Ce jour-là, c’est jour de joie populaire. Jésus, qui a refusé maintes fois tout au long de son ministère les honneurs après la multiplication des pains par exemple, Jésus qui s’est dérobé à la foule qui voulait le faire Roi, qui demande même à plusieurs reprises à ses disciples de se taire suite aux miracles qu’il opère, ce jour-là, s’expose. Il suscite délibérément un mouvement du peuple et il l’orchestre. Il se met en scène en descendant de la montagne prophétique des Oliviers vers Jérusalem et monte sur un ânon, accomplissant ainsi la parole du Prophète Zacharie : « Il est là ton roi, il vient à toi ; il est victorieux, il est pauvre et monté sur un âne, sur un ânon le petit d’une ânesse. »
Les Rameaux, c’est l’heure où Jésus manifeste ouvertement par plusieurs symboles, enfin, qu’il est le Roi attendu. C’est l’heure où le peuple l’accueille en chantant « Béni soit celui qui vient, le roi, au nom du Seigneur ! Paix dans le ciel et gloire dans lieux très haut ! Comme en écho d’ailleurs à la voix des anges de Bethléem qui annonçaient sa naissance dans une simple étable.

=== DONNÉES DISPONIBLES ===
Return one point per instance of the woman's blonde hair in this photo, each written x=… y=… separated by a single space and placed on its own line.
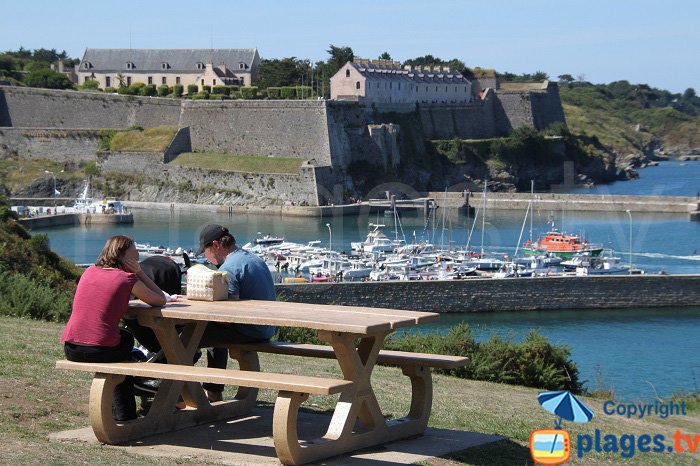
x=114 y=249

=== CONSIGNE ===
Dans le texte sur les Rameaux, en montant sur un ânon, Jésus accomplit la parole de quel prophète ?

=== RÉPONSE ===
Celle du prophète Zacharie.